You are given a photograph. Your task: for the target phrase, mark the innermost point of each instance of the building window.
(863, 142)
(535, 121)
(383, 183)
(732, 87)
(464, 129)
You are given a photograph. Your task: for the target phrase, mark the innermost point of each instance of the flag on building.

Prompt >> Every entry must be duplicated exactly as it stands.

Written reply >>
You are given a photograph. Your task: for the target phrase, mark the innermost point of each instance of the building window.
(863, 142)
(535, 121)
(383, 183)
(732, 87)
(464, 129)
You are given a photograph. Your task: for the target phrase, mark the innermost point of each instance of the flag on building.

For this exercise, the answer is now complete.